--- START OF LISTING ---

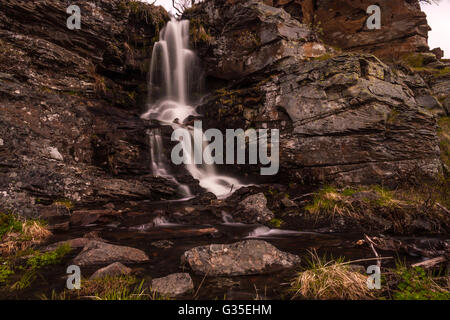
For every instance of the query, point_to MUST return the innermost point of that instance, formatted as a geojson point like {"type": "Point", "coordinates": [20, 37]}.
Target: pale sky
{"type": "Point", "coordinates": [438, 18]}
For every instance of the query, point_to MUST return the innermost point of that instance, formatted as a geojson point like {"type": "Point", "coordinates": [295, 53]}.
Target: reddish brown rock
{"type": "Point", "coordinates": [342, 23]}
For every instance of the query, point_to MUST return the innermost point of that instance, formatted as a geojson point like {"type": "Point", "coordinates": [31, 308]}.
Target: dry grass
{"type": "Point", "coordinates": [363, 205]}
{"type": "Point", "coordinates": [332, 280]}
{"type": "Point", "coordinates": [32, 233]}
{"type": "Point", "coordinates": [109, 288]}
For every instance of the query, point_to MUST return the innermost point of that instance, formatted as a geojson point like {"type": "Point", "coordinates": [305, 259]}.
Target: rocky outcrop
{"type": "Point", "coordinates": [343, 24]}
{"type": "Point", "coordinates": [344, 118]}
{"type": "Point", "coordinates": [240, 258]}
{"type": "Point", "coordinates": [253, 209]}
{"type": "Point", "coordinates": [71, 99]}
{"type": "Point", "coordinates": [237, 38]}
{"type": "Point", "coordinates": [173, 285]}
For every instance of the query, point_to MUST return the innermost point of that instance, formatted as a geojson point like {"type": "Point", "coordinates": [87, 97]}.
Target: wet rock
{"type": "Point", "coordinates": [76, 243]}
{"type": "Point", "coordinates": [288, 203]}
{"type": "Point", "coordinates": [343, 24]}
{"type": "Point", "coordinates": [241, 258]}
{"type": "Point", "coordinates": [173, 285]}
{"type": "Point", "coordinates": [438, 52]}
{"type": "Point", "coordinates": [253, 209]}
{"type": "Point", "coordinates": [53, 211]}
{"type": "Point", "coordinates": [348, 119]}
{"type": "Point", "coordinates": [63, 226]}
{"type": "Point", "coordinates": [247, 36]}
{"type": "Point", "coordinates": [162, 244]}
{"type": "Point", "coordinates": [97, 252]}
{"type": "Point", "coordinates": [114, 269]}
{"type": "Point", "coordinates": [69, 117]}
{"type": "Point", "coordinates": [55, 154]}
{"type": "Point", "coordinates": [432, 104]}
{"type": "Point", "coordinates": [86, 217]}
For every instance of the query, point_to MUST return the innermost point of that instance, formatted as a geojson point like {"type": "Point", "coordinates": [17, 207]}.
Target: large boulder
{"type": "Point", "coordinates": [342, 23]}
{"type": "Point", "coordinates": [113, 270]}
{"type": "Point", "coordinates": [240, 258]}
{"type": "Point", "coordinates": [253, 209]}
{"type": "Point", "coordinates": [69, 122]}
{"type": "Point", "coordinates": [348, 119]}
{"type": "Point", "coordinates": [235, 39]}
{"type": "Point", "coordinates": [173, 285]}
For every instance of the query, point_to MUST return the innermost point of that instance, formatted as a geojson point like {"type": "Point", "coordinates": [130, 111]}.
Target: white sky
{"type": "Point", "coordinates": [438, 18]}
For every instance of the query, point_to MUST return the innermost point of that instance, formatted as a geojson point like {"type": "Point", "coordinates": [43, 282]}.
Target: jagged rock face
{"type": "Point", "coordinates": [404, 28]}
{"type": "Point", "coordinates": [69, 121]}
{"type": "Point", "coordinates": [346, 119]}
{"type": "Point", "coordinates": [237, 39]}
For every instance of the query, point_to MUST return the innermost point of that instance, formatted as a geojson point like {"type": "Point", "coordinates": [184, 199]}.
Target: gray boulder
{"type": "Point", "coordinates": [253, 209]}
{"type": "Point", "coordinates": [97, 252]}
{"type": "Point", "coordinates": [173, 285]}
{"type": "Point", "coordinates": [237, 259]}
{"type": "Point", "coordinates": [114, 269]}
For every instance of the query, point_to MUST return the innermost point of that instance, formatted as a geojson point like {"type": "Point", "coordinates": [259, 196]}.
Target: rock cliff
{"type": "Point", "coordinates": [70, 102]}
{"type": "Point", "coordinates": [346, 118]}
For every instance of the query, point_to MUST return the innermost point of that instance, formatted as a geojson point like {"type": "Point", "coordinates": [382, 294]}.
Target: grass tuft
{"type": "Point", "coordinates": [330, 280]}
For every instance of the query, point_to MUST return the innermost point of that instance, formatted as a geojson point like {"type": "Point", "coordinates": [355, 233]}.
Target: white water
{"type": "Point", "coordinates": [172, 75]}
{"type": "Point", "coordinates": [265, 232]}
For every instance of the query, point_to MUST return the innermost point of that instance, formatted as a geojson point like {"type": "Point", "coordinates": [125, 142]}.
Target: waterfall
{"type": "Point", "coordinates": [173, 77]}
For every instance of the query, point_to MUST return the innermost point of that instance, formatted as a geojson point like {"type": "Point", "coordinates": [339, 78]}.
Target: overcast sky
{"type": "Point", "coordinates": [438, 19]}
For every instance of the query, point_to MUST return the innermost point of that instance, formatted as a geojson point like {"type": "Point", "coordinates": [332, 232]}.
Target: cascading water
{"type": "Point", "coordinates": [173, 75]}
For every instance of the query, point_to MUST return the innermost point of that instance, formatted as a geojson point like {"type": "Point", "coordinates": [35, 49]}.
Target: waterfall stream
{"type": "Point", "coordinates": [174, 76]}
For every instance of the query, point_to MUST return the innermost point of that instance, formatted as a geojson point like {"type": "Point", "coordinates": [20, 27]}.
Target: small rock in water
{"type": "Point", "coordinates": [54, 154]}
{"type": "Point", "coordinates": [288, 203]}
{"type": "Point", "coordinates": [98, 252]}
{"type": "Point", "coordinates": [254, 209]}
{"type": "Point", "coordinates": [114, 269]}
{"type": "Point", "coordinates": [240, 258]}
{"type": "Point", "coordinates": [163, 244]}
{"type": "Point", "coordinates": [173, 285]}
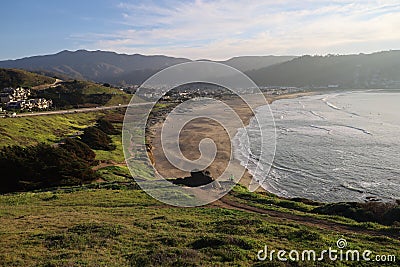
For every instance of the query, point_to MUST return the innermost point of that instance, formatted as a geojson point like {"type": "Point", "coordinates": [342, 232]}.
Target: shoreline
{"type": "Point", "coordinates": [209, 129]}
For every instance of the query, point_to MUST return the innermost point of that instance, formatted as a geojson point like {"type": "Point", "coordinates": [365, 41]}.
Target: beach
{"type": "Point", "coordinates": [199, 129]}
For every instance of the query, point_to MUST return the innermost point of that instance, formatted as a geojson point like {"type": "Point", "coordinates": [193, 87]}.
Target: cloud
{"type": "Point", "coordinates": [221, 29]}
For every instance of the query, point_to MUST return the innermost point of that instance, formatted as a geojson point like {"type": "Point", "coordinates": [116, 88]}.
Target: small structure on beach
{"type": "Point", "coordinates": [196, 178]}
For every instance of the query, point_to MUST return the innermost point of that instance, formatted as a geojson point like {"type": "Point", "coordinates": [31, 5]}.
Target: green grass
{"type": "Point", "coordinates": [48, 129]}
{"type": "Point", "coordinates": [100, 227]}
{"type": "Point", "coordinates": [116, 155]}
{"type": "Point", "coordinates": [16, 77]}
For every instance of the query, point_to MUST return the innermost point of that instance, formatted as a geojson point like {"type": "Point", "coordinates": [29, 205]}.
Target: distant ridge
{"type": "Point", "coordinates": [377, 70]}
{"type": "Point", "coordinates": [102, 66]}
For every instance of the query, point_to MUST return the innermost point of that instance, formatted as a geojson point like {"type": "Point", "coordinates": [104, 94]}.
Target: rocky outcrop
{"type": "Point", "coordinates": [196, 178]}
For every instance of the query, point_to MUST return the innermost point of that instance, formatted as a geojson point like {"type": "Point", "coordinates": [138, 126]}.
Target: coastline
{"type": "Point", "coordinates": [205, 128]}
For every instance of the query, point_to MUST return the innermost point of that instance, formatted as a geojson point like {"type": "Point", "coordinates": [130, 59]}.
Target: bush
{"type": "Point", "coordinates": [80, 149]}
{"type": "Point", "coordinates": [41, 166]}
{"type": "Point", "coordinates": [97, 139]}
{"type": "Point", "coordinates": [106, 126]}
{"type": "Point", "coordinates": [379, 212]}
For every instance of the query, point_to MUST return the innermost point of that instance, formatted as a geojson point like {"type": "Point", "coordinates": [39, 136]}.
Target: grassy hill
{"type": "Point", "coordinates": [117, 224]}
{"type": "Point", "coordinates": [16, 77]}
{"type": "Point", "coordinates": [112, 222]}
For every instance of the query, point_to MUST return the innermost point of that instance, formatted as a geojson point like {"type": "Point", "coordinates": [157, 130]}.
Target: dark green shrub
{"type": "Point", "coordinates": [97, 139]}
{"type": "Point", "coordinates": [41, 166]}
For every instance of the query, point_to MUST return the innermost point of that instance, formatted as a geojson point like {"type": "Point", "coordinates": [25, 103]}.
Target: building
{"type": "Point", "coordinates": [18, 98]}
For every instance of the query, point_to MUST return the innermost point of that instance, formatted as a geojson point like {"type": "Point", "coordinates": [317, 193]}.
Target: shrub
{"type": "Point", "coordinates": [106, 126]}
{"type": "Point", "coordinates": [384, 213]}
{"type": "Point", "coordinates": [97, 139]}
{"type": "Point", "coordinates": [41, 166]}
{"type": "Point", "coordinates": [80, 149]}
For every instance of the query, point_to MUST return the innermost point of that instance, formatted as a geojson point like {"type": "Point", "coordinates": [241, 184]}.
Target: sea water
{"type": "Point", "coordinates": [342, 146]}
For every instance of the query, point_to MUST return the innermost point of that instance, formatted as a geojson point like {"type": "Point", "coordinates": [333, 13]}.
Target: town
{"type": "Point", "coordinates": [18, 99]}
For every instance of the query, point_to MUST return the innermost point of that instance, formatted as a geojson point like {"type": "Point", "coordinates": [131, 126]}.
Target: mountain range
{"type": "Point", "coordinates": [110, 67]}
{"type": "Point", "coordinates": [377, 70]}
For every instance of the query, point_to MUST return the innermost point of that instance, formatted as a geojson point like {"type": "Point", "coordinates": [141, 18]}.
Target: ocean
{"type": "Point", "coordinates": [342, 146]}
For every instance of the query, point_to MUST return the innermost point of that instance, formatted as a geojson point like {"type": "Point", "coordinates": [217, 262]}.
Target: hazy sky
{"type": "Point", "coordinates": [199, 29]}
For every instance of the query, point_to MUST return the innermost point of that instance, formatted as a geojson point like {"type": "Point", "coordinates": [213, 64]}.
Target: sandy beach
{"type": "Point", "coordinates": [198, 129]}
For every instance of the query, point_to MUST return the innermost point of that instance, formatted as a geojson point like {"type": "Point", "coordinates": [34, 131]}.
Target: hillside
{"type": "Point", "coordinates": [64, 94]}
{"type": "Point", "coordinates": [78, 94]}
{"type": "Point", "coordinates": [97, 66]}
{"type": "Point", "coordinates": [247, 63]}
{"type": "Point", "coordinates": [110, 67]}
{"type": "Point", "coordinates": [15, 78]}
{"type": "Point", "coordinates": [378, 70]}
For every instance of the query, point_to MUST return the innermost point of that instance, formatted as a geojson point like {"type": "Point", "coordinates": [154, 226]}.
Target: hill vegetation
{"type": "Point", "coordinates": [378, 70]}
{"type": "Point", "coordinates": [15, 78]}
{"type": "Point", "coordinates": [43, 166]}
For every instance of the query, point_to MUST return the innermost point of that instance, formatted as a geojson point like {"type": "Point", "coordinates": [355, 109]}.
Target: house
{"type": "Point", "coordinates": [19, 99]}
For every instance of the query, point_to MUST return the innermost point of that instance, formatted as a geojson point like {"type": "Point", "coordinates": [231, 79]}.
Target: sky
{"type": "Point", "coordinates": [199, 29]}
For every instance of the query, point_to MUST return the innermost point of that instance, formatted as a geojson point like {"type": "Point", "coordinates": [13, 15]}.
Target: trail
{"type": "Point", "coordinates": [278, 216]}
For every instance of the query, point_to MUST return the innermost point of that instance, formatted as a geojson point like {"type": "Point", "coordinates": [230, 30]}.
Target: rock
{"type": "Point", "coordinates": [196, 178]}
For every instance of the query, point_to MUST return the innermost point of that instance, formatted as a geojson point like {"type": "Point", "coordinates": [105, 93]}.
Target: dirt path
{"type": "Point", "coordinates": [228, 203]}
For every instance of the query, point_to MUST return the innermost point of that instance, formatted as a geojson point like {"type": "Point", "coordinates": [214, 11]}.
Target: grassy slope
{"type": "Point", "coordinates": [114, 223]}
{"type": "Point", "coordinates": [48, 129]}
{"type": "Point", "coordinates": [16, 77]}
{"type": "Point", "coordinates": [126, 227]}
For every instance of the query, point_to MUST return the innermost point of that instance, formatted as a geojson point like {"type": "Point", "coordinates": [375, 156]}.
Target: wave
{"type": "Point", "coordinates": [358, 129]}
{"type": "Point", "coordinates": [317, 115]}
{"type": "Point", "coordinates": [320, 128]}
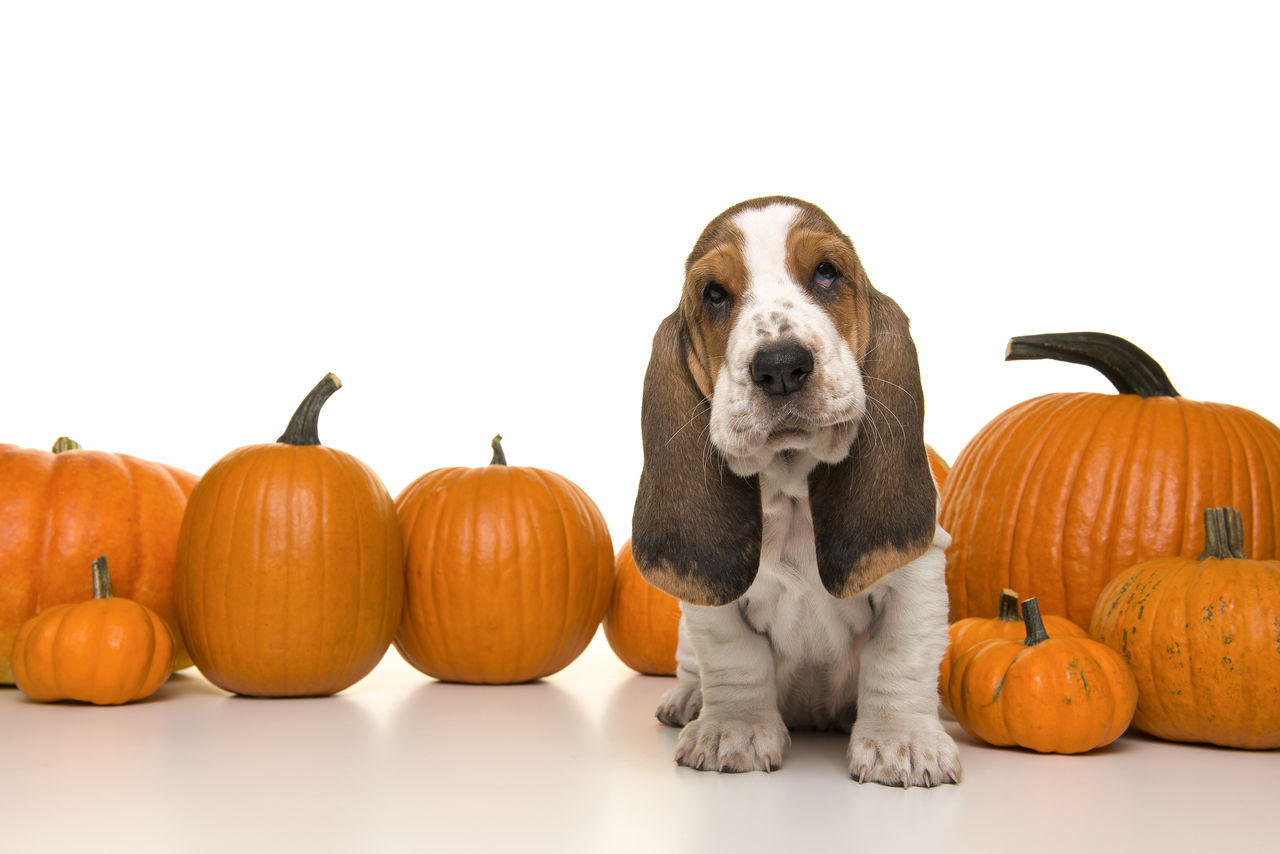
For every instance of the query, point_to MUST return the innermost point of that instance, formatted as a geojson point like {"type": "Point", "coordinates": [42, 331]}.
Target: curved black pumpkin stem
{"type": "Point", "coordinates": [1128, 368]}
{"type": "Point", "coordinates": [304, 427]}
{"type": "Point", "coordinates": [1034, 624]}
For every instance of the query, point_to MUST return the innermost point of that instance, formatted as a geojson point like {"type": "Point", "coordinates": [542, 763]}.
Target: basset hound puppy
{"type": "Point", "coordinates": [786, 499]}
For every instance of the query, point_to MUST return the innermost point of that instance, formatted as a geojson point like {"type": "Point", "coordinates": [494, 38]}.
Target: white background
{"type": "Point", "coordinates": [476, 214]}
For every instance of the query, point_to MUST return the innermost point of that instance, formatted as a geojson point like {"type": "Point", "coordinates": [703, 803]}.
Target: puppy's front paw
{"type": "Point", "coordinates": [900, 758]}
{"type": "Point", "coordinates": [680, 704]}
{"type": "Point", "coordinates": [732, 745]}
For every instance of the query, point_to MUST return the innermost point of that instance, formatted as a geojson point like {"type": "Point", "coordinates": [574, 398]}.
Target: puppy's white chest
{"type": "Point", "coordinates": [814, 635]}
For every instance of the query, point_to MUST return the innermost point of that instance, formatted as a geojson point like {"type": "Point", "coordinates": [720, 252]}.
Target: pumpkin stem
{"type": "Point", "coordinates": [1128, 368]}
{"type": "Point", "coordinates": [1034, 624]}
{"type": "Point", "coordinates": [1224, 534]}
{"type": "Point", "coordinates": [304, 427]}
{"type": "Point", "coordinates": [101, 579]}
{"type": "Point", "coordinates": [1009, 606]}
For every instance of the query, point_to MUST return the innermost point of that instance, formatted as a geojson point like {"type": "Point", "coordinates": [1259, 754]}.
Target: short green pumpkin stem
{"type": "Point", "coordinates": [1224, 534]}
{"type": "Point", "coordinates": [1034, 624]}
{"type": "Point", "coordinates": [304, 427]}
{"type": "Point", "coordinates": [1128, 368]}
{"type": "Point", "coordinates": [1009, 606]}
{"type": "Point", "coordinates": [101, 579]}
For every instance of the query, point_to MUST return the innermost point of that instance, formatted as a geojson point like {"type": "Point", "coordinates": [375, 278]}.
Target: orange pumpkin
{"type": "Point", "coordinates": [105, 651]}
{"type": "Point", "coordinates": [60, 510]}
{"type": "Point", "coordinates": [1203, 640]}
{"type": "Point", "coordinates": [1047, 694]}
{"type": "Point", "coordinates": [289, 574]}
{"type": "Point", "coordinates": [937, 465]}
{"type": "Point", "coordinates": [510, 571]}
{"type": "Point", "coordinates": [1006, 625]}
{"type": "Point", "coordinates": [1060, 493]}
{"type": "Point", "coordinates": [641, 624]}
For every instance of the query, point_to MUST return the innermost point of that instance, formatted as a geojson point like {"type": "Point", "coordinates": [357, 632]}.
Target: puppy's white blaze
{"type": "Point", "coordinates": [764, 249]}
{"type": "Point", "coordinates": [775, 307]}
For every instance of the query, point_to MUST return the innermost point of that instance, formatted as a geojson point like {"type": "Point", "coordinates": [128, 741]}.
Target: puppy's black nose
{"type": "Point", "coordinates": [781, 370]}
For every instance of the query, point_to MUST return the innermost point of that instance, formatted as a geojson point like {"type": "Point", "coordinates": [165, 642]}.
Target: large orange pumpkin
{"type": "Point", "coordinates": [1203, 640]}
{"type": "Point", "coordinates": [62, 510]}
{"type": "Point", "coordinates": [289, 571]}
{"type": "Point", "coordinates": [643, 622]}
{"type": "Point", "coordinates": [1042, 693]}
{"type": "Point", "coordinates": [508, 572]}
{"type": "Point", "coordinates": [105, 651]}
{"type": "Point", "coordinates": [1060, 493]}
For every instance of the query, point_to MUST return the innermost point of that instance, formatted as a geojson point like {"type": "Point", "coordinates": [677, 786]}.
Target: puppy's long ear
{"type": "Point", "coordinates": [877, 510]}
{"type": "Point", "coordinates": [695, 531]}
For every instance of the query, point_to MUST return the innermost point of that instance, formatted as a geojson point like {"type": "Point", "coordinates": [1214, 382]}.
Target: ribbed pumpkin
{"type": "Point", "coordinates": [1203, 640]}
{"type": "Point", "coordinates": [60, 510]}
{"type": "Point", "coordinates": [289, 571]}
{"type": "Point", "coordinates": [508, 572]}
{"type": "Point", "coordinates": [1060, 493]}
{"type": "Point", "coordinates": [105, 651]}
{"type": "Point", "coordinates": [643, 622]}
{"type": "Point", "coordinates": [1046, 694]}
{"type": "Point", "coordinates": [1008, 625]}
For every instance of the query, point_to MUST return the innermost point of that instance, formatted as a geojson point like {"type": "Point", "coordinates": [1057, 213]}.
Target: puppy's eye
{"type": "Point", "coordinates": [716, 296]}
{"type": "Point", "coordinates": [824, 275]}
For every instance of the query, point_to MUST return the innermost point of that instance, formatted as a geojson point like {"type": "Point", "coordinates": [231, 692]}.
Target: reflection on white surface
{"type": "Point", "coordinates": [572, 763]}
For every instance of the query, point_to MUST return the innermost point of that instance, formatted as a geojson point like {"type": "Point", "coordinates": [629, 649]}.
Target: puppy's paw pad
{"type": "Point", "coordinates": [732, 745]}
{"type": "Point", "coordinates": [903, 759]}
{"type": "Point", "coordinates": [680, 704]}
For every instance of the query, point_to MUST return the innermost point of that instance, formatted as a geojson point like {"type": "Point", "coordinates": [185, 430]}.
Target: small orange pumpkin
{"type": "Point", "coordinates": [105, 651]}
{"type": "Point", "coordinates": [1060, 493]}
{"type": "Point", "coordinates": [60, 510]}
{"type": "Point", "coordinates": [1006, 624]}
{"type": "Point", "coordinates": [508, 572]}
{"type": "Point", "coordinates": [289, 575]}
{"type": "Point", "coordinates": [1047, 694]}
{"type": "Point", "coordinates": [643, 622]}
{"type": "Point", "coordinates": [1203, 640]}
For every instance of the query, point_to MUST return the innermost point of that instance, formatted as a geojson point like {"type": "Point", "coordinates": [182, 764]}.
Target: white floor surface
{"type": "Point", "coordinates": [572, 763]}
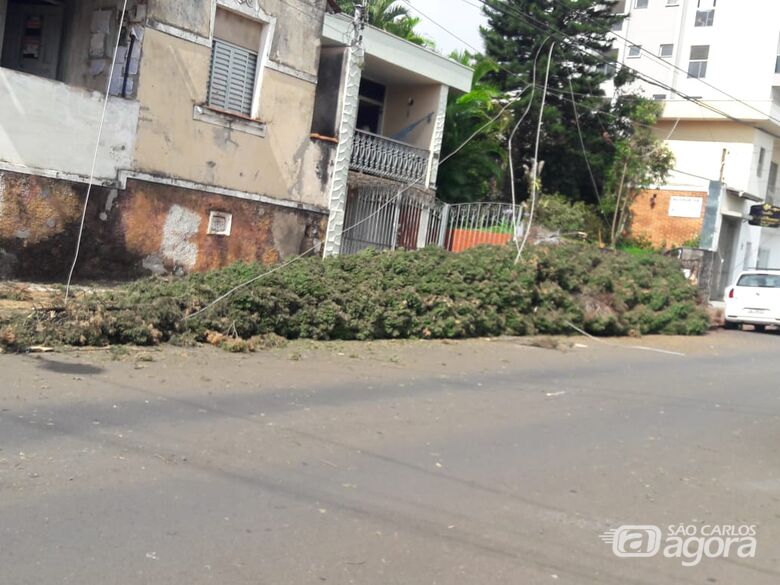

--- END OF LISTING ---

DIRECTIONS FOR THIS TASK: Pick out every line of the records above that contains the word "beach", and treat uppercase and lowercase letters as different.

ANSWER TO THIS PROBLEM:
Target: beach
Target: small structure on beach
Target: sandy beach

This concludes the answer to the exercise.